A moral tem a ver com as condutas, com os costumes tradicionais de um determinado grupo. Há condutas moralmente corretas, e há condutas moralmente condenáveis (ou imorais). Já a ética, enquanto ciência das condutas, consiste num exame ou reflexão sobre o significado dos valores morais.

O filósofo grego Sócrates (469-399 a.C.) questionava as pessoas de seu tempo a respeito de certos princípios sobre os quais elas não paravam para pensar, como as virtudes e o bem. Sócrates punha os valores morais em discussão e buscava examinar as bases do pensamento e do comportamento humano.

Aristóteles (384-322 a.C.), em sua obra Ética a Nicômaco, desenvolveu as bases para a compreensão da ética enquanto área específica da Filosofia. O pensamento aristotélico sobre a virtude, o vício e a finalidade da vida humana é considerado um marco dos estudos da ética

Os seres humanos, enquanto seres sociais, compartilham dos valores morais do grupo dos quais fazem parte. Os valores morais são tradicionais (isto é, são transmitidos de geração a geração) e impostos como uma obrigação aos indivíduos. A ética, enquanto reflexão sobre a moral, pode contestar esses valores. Para o indivíduo moralista, que se orienta cegamente pelas regras morais, contestar as regras morais é algo impensável.

Tarefa proposta A ▸
No trecho sobre ética e moral, em qual obra Aristóteles desenvolveu as bases para entender a ética como área específica da Filosofia?

Registros para processar ▸
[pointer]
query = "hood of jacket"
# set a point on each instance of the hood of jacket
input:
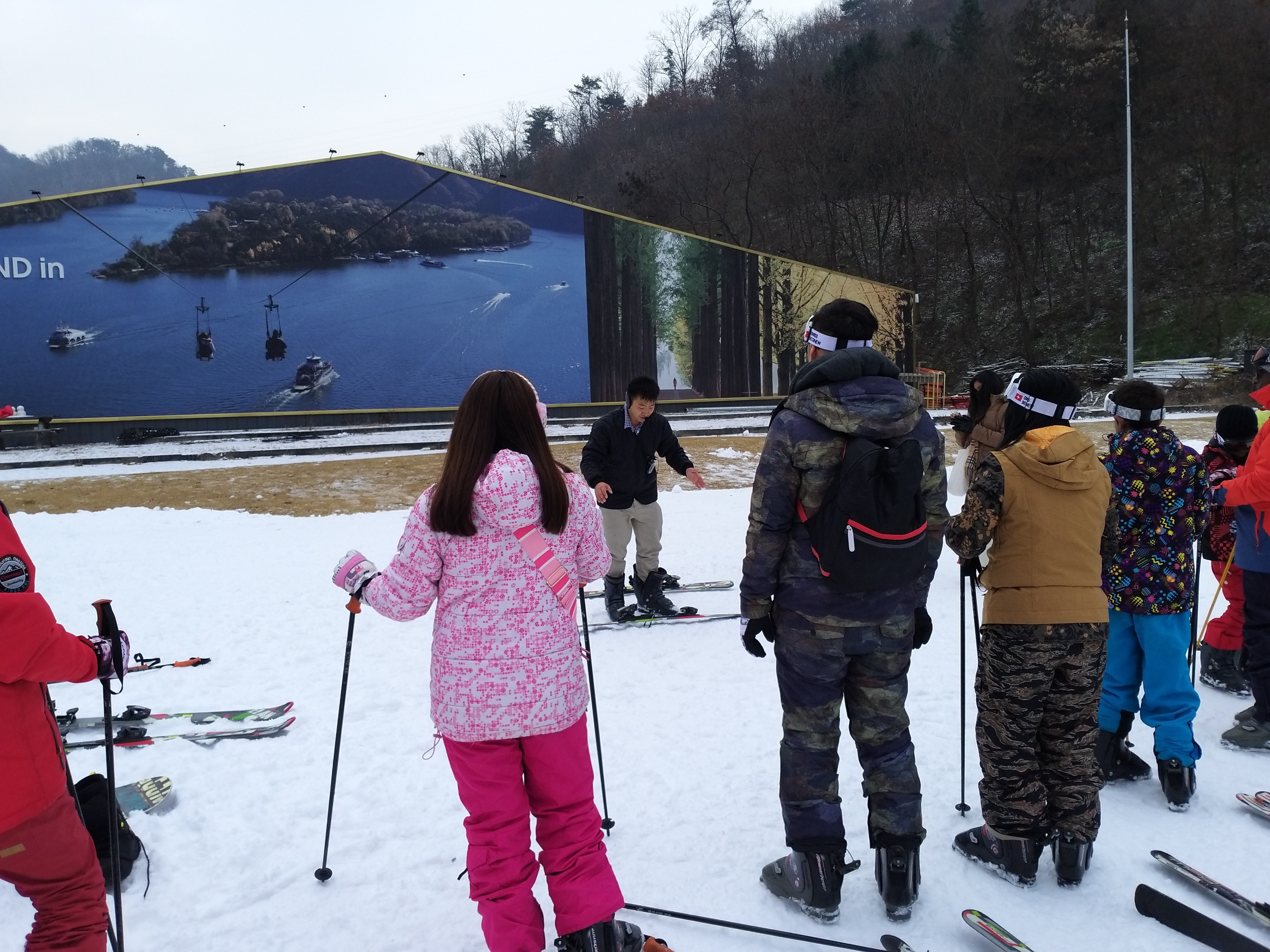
(858, 393)
(1147, 452)
(507, 493)
(1060, 457)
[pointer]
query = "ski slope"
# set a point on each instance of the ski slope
(690, 721)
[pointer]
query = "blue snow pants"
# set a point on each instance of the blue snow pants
(1149, 652)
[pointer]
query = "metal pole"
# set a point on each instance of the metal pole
(1128, 187)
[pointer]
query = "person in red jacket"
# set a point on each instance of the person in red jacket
(45, 851)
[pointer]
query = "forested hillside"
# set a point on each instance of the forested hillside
(972, 151)
(83, 164)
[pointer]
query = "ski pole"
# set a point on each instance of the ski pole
(110, 629)
(607, 823)
(963, 808)
(743, 927)
(355, 608)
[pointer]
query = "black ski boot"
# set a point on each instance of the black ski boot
(1013, 860)
(898, 871)
(1178, 782)
(615, 597)
(1220, 668)
(811, 880)
(1114, 757)
(614, 936)
(648, 593)
(1071, 858)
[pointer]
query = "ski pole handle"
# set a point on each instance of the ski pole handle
(108, 629)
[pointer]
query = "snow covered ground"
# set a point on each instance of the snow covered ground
(690, 721)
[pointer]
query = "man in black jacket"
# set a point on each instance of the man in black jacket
(620, 464)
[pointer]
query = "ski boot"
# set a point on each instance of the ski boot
(1071, 858)
(1178, 781)
(615, 597)
(1218, 668)
(898, 871)
(1249, 734)
(1013, 858)
(1114, 757)
(613, 936)
(813, 881)
(648, 594)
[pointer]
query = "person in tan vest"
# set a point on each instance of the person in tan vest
(1042, 503)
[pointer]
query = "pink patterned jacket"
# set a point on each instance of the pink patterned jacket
(506, 660)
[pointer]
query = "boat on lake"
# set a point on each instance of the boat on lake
(64, 338)
(313, 374)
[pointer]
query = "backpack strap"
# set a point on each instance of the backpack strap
(544, 559)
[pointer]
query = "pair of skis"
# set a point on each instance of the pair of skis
(134, 735)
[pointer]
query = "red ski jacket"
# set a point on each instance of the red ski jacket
(35, 649)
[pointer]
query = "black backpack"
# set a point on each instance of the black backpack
(94, 800)
(870, 532)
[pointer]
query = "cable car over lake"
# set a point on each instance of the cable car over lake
(204, 347)
(275, 347)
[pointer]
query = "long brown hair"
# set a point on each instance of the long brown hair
(498, 412)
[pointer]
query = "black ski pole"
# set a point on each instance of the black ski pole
(355, 608)
(743, 927)
(110, 629)
(963, 808)
(607, 823)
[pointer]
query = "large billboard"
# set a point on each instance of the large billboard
(373, 282)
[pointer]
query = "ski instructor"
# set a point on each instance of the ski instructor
(619, 462)
(45, 851)
(835, 644)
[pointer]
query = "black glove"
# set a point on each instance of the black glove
(750, 629)
(922, 626)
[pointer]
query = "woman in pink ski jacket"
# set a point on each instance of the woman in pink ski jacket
(508, 687)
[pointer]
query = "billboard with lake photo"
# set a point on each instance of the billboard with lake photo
(251, 292)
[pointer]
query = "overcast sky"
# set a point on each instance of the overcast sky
(270, 82)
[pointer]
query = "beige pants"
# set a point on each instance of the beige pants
(646, 522)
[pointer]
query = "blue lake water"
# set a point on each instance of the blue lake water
(399, 336)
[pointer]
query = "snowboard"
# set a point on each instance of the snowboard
(1258, 911)
(1259, 801)
(1189, 922)
(992, 931)
(135, 714)
(145, 796)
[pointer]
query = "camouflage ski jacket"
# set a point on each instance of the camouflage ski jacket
(853, 393)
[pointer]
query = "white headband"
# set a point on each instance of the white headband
(1028, 402)
(826, 343)
(1128, 413)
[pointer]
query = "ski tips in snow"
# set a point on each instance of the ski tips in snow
(992, 931)
(1189, 922)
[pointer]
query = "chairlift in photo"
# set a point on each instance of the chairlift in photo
(275, 347)
(204, 347)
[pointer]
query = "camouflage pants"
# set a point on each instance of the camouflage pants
(818, 669)
(1038, 691)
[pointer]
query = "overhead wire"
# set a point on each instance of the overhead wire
(356, 238)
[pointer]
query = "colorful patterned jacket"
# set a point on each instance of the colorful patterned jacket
(1218, 541)
(855, 393)
(1161, 487)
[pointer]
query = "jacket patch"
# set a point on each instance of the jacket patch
(14, 574)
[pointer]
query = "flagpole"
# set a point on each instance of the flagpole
(1128, 181)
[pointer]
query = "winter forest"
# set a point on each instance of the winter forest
(972, 150)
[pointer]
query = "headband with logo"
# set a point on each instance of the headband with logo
(1046, 408)
(825, 342)
(1129, 413)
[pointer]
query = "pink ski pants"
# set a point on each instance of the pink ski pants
(501, 782)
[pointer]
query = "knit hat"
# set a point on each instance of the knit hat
(1236, 423)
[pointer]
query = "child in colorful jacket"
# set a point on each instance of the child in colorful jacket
(1161, 487)
(1223, 638)
(508, 687)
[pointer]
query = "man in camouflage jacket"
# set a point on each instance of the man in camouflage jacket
(832, 645)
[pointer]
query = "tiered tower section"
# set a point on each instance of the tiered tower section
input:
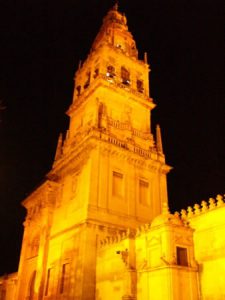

Tarefa proposta B ▸
Selecione todas as linhas dos registros que contêm a palavra "hillside". Diferencie maiúsculas de minúsculas.

Resultado A ▸
Em Ética a Nicômaco.

Resultado B ▸
query = "forested hillside"
# set a point on each instance of the forested hillside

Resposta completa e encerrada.